> _The task_:
Extract every row below verbatim, leaving out the pictures.

> _Provided data_:
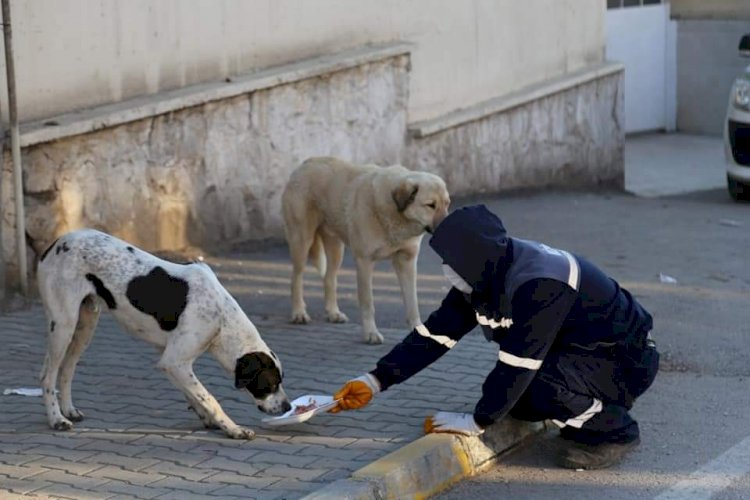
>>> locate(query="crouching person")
[331,205,659,469]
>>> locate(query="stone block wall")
[406,72,625,195]
[2,56,408,285]
[0,47,624,287]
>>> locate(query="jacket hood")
[430,205,508,292]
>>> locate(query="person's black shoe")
[559,438,641,470]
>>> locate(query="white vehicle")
[724,34,750,200]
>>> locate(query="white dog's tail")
[308,233,327,278]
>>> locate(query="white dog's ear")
[391,180,419,212]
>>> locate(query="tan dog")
[282,158,450,344]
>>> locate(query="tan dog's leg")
[355,257,383,344]
[60,295,100,422]
[391,248,422,328]
[287,225,315,324]
[321,234,349,323]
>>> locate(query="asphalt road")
[210,186,750,500]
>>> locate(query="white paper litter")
[719,219,742,227]
[659,273,677,285]
[3,387,42,397]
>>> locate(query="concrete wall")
[0,48,624,292]
[670,0,750,21]
[0,0,605,121]
[677,20,750,136]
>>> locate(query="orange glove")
[328,373,380,413]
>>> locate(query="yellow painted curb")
[304,418,545,500]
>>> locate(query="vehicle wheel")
[727,176,750,201]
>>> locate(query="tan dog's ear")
[391,181,419,212]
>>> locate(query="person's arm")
[370,288,477,391]
[331,288,477,413]
[474,279,576,427]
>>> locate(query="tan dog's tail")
[308,233,327,278]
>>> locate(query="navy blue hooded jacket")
[371,205,652,426]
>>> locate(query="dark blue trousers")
[510,339,659,444]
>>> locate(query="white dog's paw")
[365,330,383,344]
[63,408,84,422]
[291,311,310,325]
[50,418,73,431]
[225,426,255,440]
[326,310,349,323]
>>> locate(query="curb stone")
[303,417,549,500]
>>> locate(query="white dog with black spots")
[38,229,291,439]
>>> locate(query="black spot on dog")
[234,352,281,399]
[86,273,117,309]
[125,266,190,331]
[55,241,70,255]
[39,238,60,262]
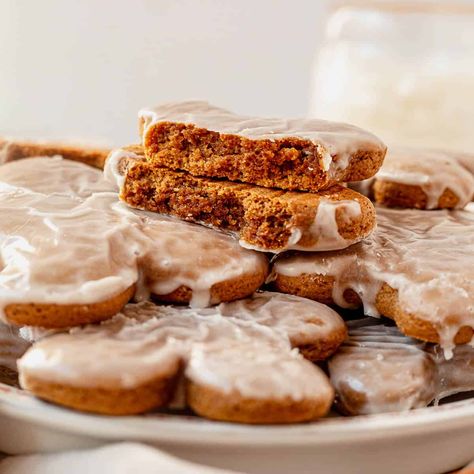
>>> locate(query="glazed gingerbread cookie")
[328,318,474,415]
[0,157,268,328]
[139,101,386,192]
[0,138,110,168]
[19,293,346,423]
[105,147,375,253]
[355,147,474,209]
[273,207,474,352]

> _Reply to the exercise_:
>>> locate(query="crouching person")
[331,205,659,469]
>>> locate(query="stone block wall")
[406,72,625,195]
[2,56,408,285]
[0,47,624,287]
>>> locate(query="jacket hood")
[430,205,508,292]
>>> locate(query="person's black shoe")
[559,438,641,470]
>>> locate(query="white vehicle")
[724,34,750,200]
>>> locate(query="white dog's tail")
[308,233,327,278]
>>> locate(query="white dog's ear")
[391,180,419,212]
>>> locate(query="tan dog")
[282,158,450,344]
>>> locate(query="tan dog's leg")
[355,257,383,344]
[60,295,100,422]
[391,248,422,328]
[287,225,315,324]
[321,234,349,323]
>>> locate(query="asphalt road")
[210,186,750,500]
>>> locate(query="white paper litter")
[719,219,742,227]
[659,273,677,285]
[3,387,42,397]
>>> locate(query="concrete wall")
[0,48,624,292]
[670,0,750,21]
[0,0,605,121]
[677,20,750,136]
>>> locate(query="orange glove")
[328,373,380,413]
>>> locate(query="yellow painted curb")
[304,418,545,500]
>>> locate(query="vehicle wheel")
[727,176,750,201]
>>> locate(query="tan dog's ear")
[391,181,419,212]
>>> locate(query="person's arm")
[370,288,477,391]
[331,288,477,413]
[474,279,576,427]
>>> locate(query="tan dog's tail")
[308,233,327,278]
>>> locate(query="navy blue hooded jacket")
[371,205,652,426]
>>> locate(query="dark blue trousers")
[510,339,659,444]
>>> locate(query="white dog's paw")
[365,330,383,344]
[63,408,84,422]
[291,311,310,325]
[50,418,73,431]
[225,426,255,440]
[326,310,349,323]
>>> locate(query="curb stone")
[303,417,549,500]
>>> locate(query="white dog with black spots")
[38,229,291,439]
>>> locate(query="black spot on dog")
[234,352,281,399]
[86,273,117,309]
[125,266,190,331]
[55,241,70,255]
[39,238,60,262]
>>> locate(query="glazed gingerbread cookie")
[328,318,474,415]
[0,157,268,328]
[139,101,386,192]
[0,138,110,168]
[19,293,346,423]
[105,147,375,253]
[355,147,474,209]
[273,207,474,352]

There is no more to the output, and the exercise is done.